◆ PROMPT
Go over these records and count the lines with the string "covered" in them; the count is all that should be returned.

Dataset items
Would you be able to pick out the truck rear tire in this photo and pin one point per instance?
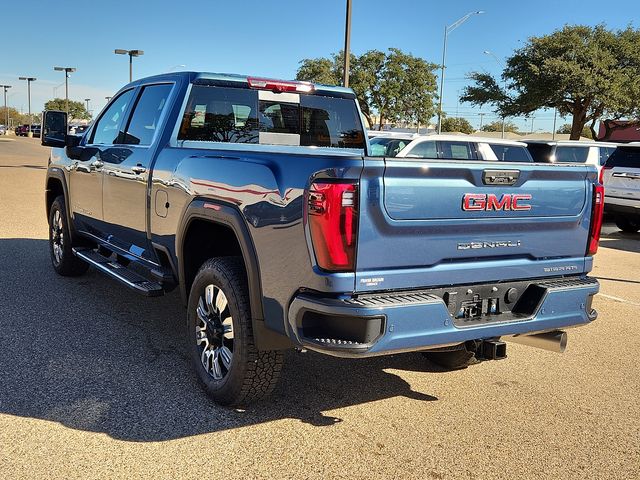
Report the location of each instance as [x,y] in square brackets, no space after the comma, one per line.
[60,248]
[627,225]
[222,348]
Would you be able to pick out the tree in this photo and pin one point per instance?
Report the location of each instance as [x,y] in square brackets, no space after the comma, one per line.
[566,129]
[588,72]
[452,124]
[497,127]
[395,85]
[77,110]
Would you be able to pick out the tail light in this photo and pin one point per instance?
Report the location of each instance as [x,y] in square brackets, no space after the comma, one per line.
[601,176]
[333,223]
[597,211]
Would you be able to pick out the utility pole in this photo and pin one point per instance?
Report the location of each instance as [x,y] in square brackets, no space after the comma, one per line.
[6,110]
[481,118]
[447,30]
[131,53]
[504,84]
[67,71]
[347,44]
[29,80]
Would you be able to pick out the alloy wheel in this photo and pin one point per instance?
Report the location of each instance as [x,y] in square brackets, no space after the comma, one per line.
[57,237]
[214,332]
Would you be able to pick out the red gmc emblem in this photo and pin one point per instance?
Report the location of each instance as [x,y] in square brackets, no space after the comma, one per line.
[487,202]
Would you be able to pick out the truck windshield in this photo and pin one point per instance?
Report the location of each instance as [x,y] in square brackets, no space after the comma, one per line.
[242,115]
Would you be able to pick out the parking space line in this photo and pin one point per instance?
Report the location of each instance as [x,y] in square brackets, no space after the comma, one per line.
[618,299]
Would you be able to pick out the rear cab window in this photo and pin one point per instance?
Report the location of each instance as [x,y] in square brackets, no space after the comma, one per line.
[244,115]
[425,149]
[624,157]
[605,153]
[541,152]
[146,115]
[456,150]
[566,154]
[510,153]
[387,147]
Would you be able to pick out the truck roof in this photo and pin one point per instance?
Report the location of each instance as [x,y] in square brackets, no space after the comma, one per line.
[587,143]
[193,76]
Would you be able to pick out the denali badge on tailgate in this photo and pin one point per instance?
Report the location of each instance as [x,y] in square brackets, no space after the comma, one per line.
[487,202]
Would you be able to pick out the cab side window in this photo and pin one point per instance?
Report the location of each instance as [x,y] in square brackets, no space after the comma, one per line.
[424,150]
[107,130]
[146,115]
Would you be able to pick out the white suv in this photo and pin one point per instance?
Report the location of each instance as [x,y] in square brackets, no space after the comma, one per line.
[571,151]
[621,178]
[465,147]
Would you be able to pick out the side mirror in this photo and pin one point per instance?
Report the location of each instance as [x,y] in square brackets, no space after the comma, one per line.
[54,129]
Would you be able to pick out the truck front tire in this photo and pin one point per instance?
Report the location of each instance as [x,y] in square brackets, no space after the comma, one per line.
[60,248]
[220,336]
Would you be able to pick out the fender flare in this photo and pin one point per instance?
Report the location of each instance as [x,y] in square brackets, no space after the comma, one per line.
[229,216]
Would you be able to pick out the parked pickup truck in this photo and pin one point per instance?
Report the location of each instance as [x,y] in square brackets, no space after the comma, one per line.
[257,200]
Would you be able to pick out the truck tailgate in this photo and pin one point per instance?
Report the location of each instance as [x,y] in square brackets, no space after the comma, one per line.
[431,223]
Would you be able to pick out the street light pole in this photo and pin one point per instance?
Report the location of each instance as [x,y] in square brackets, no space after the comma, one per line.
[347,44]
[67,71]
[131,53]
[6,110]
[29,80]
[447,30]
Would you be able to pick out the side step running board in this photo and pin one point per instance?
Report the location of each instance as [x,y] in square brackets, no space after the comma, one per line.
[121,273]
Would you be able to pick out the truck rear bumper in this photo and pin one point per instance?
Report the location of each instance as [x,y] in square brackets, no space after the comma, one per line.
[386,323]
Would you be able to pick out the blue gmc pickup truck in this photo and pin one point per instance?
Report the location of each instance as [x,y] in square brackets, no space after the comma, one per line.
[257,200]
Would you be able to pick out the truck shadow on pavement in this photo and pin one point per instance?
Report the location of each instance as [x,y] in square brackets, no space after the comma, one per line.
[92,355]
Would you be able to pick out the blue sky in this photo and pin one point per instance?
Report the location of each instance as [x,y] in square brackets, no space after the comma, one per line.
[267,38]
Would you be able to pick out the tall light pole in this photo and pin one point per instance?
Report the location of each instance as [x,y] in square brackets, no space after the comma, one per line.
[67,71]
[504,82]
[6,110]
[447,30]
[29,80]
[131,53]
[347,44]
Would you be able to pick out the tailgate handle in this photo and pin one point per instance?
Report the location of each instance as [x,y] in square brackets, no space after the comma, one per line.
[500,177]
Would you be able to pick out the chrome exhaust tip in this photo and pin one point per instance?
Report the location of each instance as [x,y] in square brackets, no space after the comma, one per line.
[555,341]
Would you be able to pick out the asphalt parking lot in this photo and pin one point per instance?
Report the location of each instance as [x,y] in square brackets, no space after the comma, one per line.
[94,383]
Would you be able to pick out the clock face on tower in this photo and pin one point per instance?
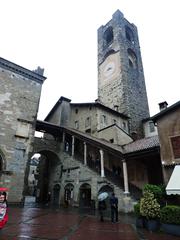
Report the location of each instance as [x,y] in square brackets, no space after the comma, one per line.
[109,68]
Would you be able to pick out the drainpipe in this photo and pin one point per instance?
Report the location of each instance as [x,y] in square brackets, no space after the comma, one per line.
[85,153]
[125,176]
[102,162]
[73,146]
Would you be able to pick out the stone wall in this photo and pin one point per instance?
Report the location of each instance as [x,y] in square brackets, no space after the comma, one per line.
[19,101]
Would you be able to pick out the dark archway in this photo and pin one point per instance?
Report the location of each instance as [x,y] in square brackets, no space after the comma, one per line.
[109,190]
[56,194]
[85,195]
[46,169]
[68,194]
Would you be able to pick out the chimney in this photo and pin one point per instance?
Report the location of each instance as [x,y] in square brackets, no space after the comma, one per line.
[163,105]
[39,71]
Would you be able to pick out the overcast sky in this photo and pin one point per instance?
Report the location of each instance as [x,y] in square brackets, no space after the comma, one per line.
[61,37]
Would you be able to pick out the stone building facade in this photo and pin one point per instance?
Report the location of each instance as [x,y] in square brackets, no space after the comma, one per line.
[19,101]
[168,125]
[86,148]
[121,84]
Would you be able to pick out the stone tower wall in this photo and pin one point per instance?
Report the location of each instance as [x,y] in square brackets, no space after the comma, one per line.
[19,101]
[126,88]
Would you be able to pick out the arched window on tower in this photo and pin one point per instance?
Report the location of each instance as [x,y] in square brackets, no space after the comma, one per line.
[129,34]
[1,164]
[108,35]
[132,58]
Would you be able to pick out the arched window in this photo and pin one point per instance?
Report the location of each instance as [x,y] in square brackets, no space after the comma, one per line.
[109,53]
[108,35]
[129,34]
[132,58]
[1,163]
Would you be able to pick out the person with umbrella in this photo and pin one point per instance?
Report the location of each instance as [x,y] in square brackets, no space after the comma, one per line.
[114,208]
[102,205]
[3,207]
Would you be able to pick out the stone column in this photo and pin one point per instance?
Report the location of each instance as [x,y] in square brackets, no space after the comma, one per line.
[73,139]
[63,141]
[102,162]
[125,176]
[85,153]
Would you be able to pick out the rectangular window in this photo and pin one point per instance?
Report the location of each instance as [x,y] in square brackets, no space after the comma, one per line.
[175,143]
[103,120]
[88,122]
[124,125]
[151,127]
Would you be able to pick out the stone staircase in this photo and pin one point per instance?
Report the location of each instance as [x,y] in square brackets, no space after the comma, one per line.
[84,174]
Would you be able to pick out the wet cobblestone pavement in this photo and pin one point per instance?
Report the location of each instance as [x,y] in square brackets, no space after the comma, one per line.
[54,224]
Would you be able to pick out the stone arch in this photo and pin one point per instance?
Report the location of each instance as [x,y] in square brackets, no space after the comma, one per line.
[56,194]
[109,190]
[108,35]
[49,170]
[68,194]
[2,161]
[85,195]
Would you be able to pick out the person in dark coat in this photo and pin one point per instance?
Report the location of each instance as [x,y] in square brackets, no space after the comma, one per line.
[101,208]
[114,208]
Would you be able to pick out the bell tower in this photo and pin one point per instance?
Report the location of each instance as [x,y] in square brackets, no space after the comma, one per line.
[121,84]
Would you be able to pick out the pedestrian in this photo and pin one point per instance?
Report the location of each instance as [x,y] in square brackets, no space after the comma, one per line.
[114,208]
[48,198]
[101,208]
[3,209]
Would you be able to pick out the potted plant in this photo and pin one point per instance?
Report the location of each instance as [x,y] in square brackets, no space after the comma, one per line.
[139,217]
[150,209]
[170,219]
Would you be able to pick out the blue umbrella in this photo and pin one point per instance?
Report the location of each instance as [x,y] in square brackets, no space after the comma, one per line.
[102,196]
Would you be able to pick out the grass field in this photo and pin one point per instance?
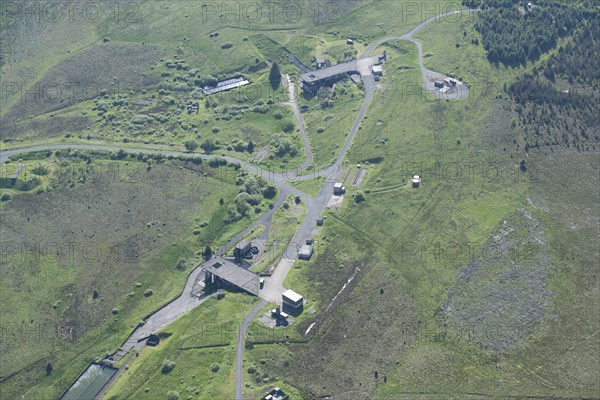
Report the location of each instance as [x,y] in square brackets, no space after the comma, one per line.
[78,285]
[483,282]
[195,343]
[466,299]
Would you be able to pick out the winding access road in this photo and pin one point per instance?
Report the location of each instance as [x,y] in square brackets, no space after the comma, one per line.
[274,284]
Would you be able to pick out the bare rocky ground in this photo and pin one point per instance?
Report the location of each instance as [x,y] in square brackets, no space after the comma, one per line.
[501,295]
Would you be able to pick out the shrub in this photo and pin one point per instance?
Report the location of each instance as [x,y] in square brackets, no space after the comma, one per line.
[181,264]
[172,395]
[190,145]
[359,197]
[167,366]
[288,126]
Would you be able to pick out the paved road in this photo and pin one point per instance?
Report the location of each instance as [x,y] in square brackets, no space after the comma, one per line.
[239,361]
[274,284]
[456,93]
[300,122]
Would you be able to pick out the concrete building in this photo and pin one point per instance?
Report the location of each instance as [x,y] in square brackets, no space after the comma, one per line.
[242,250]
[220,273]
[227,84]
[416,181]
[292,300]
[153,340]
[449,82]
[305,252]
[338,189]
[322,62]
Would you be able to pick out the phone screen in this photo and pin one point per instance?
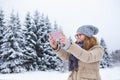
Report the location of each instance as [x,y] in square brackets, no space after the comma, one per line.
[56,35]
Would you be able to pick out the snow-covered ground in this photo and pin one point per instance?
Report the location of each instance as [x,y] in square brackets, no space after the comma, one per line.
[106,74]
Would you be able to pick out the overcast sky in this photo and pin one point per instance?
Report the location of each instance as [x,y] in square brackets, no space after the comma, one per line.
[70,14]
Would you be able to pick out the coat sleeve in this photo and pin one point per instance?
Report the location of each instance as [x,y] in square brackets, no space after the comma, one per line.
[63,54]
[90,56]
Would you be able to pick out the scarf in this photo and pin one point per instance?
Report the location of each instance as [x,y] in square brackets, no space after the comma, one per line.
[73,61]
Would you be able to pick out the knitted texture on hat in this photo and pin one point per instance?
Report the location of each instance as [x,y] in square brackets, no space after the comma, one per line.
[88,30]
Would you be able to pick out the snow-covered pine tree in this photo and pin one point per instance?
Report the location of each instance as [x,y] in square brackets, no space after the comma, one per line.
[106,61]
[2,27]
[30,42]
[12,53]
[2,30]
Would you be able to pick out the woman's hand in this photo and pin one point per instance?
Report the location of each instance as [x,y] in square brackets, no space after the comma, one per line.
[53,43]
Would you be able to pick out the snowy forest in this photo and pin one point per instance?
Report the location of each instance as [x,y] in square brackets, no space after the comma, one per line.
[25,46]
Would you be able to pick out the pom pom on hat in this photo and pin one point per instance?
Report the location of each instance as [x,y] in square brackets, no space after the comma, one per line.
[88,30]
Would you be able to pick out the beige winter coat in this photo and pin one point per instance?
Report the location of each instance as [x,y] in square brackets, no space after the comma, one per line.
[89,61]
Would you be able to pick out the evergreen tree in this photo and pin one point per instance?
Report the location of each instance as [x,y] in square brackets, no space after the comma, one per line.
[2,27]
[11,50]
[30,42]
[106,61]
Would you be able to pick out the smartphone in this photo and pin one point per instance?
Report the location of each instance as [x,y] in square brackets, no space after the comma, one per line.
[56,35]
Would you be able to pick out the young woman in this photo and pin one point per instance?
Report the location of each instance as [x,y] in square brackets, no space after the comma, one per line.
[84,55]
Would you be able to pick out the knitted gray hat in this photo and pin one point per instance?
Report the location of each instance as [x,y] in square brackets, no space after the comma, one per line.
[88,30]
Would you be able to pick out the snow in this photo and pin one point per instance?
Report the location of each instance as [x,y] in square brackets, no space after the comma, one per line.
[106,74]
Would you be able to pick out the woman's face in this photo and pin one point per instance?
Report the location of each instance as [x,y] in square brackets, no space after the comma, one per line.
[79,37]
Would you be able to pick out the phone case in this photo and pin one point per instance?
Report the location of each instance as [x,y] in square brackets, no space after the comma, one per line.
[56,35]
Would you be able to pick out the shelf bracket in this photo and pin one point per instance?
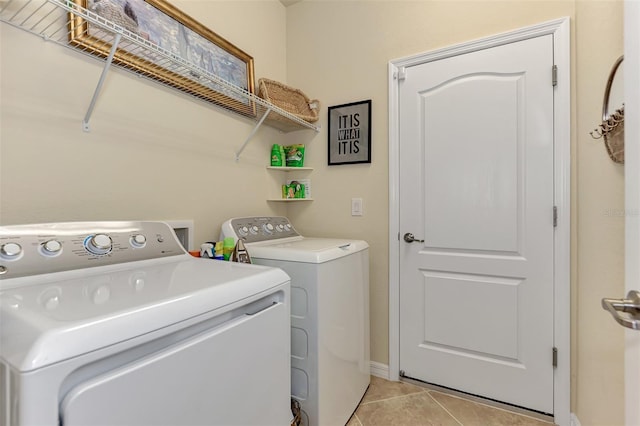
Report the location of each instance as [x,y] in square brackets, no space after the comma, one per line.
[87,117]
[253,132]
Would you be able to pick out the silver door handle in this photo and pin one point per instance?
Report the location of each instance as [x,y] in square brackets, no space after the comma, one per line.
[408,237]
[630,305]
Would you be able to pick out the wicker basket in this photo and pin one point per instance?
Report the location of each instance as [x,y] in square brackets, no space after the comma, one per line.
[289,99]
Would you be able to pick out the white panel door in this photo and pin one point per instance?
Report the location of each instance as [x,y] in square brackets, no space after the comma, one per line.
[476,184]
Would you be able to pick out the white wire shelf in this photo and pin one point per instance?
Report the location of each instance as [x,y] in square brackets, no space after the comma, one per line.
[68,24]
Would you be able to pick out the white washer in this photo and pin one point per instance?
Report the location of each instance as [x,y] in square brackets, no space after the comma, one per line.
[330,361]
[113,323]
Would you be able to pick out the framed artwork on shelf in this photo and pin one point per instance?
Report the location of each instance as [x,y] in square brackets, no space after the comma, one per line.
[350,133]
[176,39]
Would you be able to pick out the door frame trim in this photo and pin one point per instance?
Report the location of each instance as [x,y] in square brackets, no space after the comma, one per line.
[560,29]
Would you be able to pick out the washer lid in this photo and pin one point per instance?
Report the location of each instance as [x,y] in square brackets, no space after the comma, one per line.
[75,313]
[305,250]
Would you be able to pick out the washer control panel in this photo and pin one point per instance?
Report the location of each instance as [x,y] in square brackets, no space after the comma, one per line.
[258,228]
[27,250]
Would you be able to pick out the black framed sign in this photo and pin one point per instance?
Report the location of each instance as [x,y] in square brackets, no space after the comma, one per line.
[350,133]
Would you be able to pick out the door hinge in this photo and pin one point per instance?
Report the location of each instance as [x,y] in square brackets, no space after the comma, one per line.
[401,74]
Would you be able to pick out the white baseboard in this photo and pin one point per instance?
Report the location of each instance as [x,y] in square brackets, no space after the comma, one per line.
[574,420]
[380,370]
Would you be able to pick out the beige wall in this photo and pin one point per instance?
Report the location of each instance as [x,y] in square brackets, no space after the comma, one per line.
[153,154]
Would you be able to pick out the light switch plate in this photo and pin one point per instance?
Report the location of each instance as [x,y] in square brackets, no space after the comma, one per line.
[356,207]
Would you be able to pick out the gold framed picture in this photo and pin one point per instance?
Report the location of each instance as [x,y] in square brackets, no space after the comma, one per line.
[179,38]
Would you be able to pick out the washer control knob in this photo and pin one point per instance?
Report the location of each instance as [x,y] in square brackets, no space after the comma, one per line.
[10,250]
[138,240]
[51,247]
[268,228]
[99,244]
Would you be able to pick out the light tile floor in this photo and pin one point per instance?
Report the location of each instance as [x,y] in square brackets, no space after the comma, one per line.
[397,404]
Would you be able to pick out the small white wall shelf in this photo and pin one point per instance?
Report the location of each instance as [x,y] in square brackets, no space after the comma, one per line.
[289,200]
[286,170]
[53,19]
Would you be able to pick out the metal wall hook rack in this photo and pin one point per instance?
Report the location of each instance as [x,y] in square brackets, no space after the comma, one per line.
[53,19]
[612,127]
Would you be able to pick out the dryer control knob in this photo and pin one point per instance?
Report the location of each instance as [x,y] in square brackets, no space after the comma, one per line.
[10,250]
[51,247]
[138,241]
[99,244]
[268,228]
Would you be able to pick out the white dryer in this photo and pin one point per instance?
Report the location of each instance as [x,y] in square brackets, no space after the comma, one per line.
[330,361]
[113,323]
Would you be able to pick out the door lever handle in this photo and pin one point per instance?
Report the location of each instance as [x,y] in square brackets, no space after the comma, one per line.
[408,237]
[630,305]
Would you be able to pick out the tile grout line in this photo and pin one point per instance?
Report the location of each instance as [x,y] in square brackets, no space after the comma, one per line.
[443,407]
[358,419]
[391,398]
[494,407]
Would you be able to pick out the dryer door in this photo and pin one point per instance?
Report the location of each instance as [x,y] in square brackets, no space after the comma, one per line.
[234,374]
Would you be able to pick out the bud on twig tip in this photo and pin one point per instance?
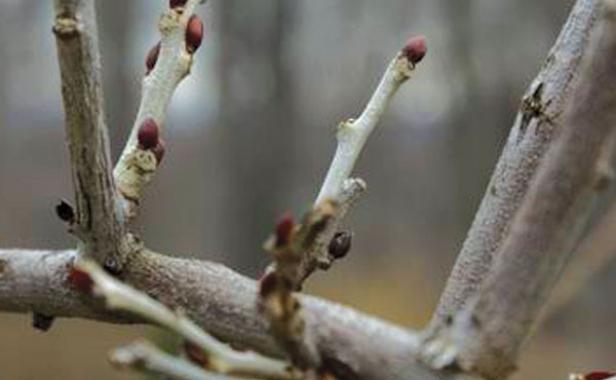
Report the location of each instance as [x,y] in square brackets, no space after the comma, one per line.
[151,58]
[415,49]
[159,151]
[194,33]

◆ SOLVED EXERCISE
2